Ora questo ragionamento (e compio qui uno spericolato passo in avanti, come in un vertiginoso flash forward) è per dire in sostanza che le uve di Sangiovese di queste meravigliose colline a 500 metri di altitudine hanno qualcosa a che vedere con le caratteristiche delle grandi uve bianche. Ho l’impressione e l’idea cioè che vadano più protette ed esaltate nei loro valori che non domate, plasmate e troppo conciate nei legni, perché questo, per tutta quella che è stata la mia esperienza, poi non le migliora, ma in qualche misura le violenta e le peggiora, comunque le banalizza.

Avevo, ad esempio, durante tutti quegli anni ’80 e ’90, il culto per il Chianti Classico di Riecine, un vino-base, d’accordo, ma tra i più belli ed eleganti della sua categoria, sempre ai primi posti nei miei assaggi. Chiaramente era un vino meno deciso e concentrato rispetto alla sua Riserva ed in particolare a La Gioia, che aveva esordito con la vendemmia 1982.

Per dirla tutta, onestamente e ovviamente, nei miei punteggi il Chianti Classico finiva sempre per raccogliere qualcosa in meno rispetto ai suoi fratelli maggiori. Era oggettivamente un vino più semplice, differente per misura, peso e selezione sin dalla nascita rispetto agli altri due. Mi appariva tuttavia (lavorato in modo più leggero in cantina e con meno legno) come un vino molto più centrato, più in armonia nei propri elementi e parametri, tutti perfettamente valorizzati e in equilibrio. Per fare un paragone un po’ azzardato (ma sì, proviamoci), era come una squadra di Serie B, con giovani calciatori sconosciuti, che gioca però un calcio bellissimo, dove tutti i movimenti si legano e partecipano all’unisono, creando un sincrono di azioni continue, veloci e armoniose, che è un piacere guardare. E squadra dunque che può creare molti grattacapi anche a quelle di rango superiore.

Era (è) un rosso più di freschezza, appunto con un tempo di legno assai più ridotto. Io francamente allora non pensai “Ma se si usasse la stessa, più leggera metodologia di cantina con la migliore selezione possibile di Sangiovese, che vino verrebbe fuori a quel punto?”. Non ebbi questa intuizione ed erano quelli poi anni lontani e diversi. Io stesso ero molto infatuato ed anche un po’ impantanato nel discorso-barrique. Aborrivo i legni vecchi e grandi per tutta la rovina che avevano causato a basi di vino che mi erano parse assai buone appena svinate.

(ESTRATTO DEL MATERIALE):
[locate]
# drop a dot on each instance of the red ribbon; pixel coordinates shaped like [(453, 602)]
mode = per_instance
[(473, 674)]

(OBIETTIVI):
A. Secondo l'estratto, con quale vendemmia aveva esordito La Gioia?
B. Trascrivi dall'estratto il passo compreso tra "Ora questo ragionamento" e "comunque le banalizza.", estremi inclusi.

(RISULTATI ATTESI):
A. La Gioia aveva esordito con la vendemmia 1982.

B.
Ora questo ragionamento (e compio qui uno spericolato passo in avanti, come in un vertiginoso flash forward) è per dire in sostanza che le uve di Sangiovese di queste meravigliose colline a 500 metri di altitudine hanno qualcosa a che vedere con le caratteristiche delle grandi uve bianche. Ho l’impressione e l’idea cioè che vadano più protette ed esaltate nei loro valori che non domate, plasmate e troppo conciate nei legni, perché questo, per tutta quella che è stata la mia esperienza, poi non le migliora, ma in qualche misura le violenta e le peggiora, comunque le banalizza.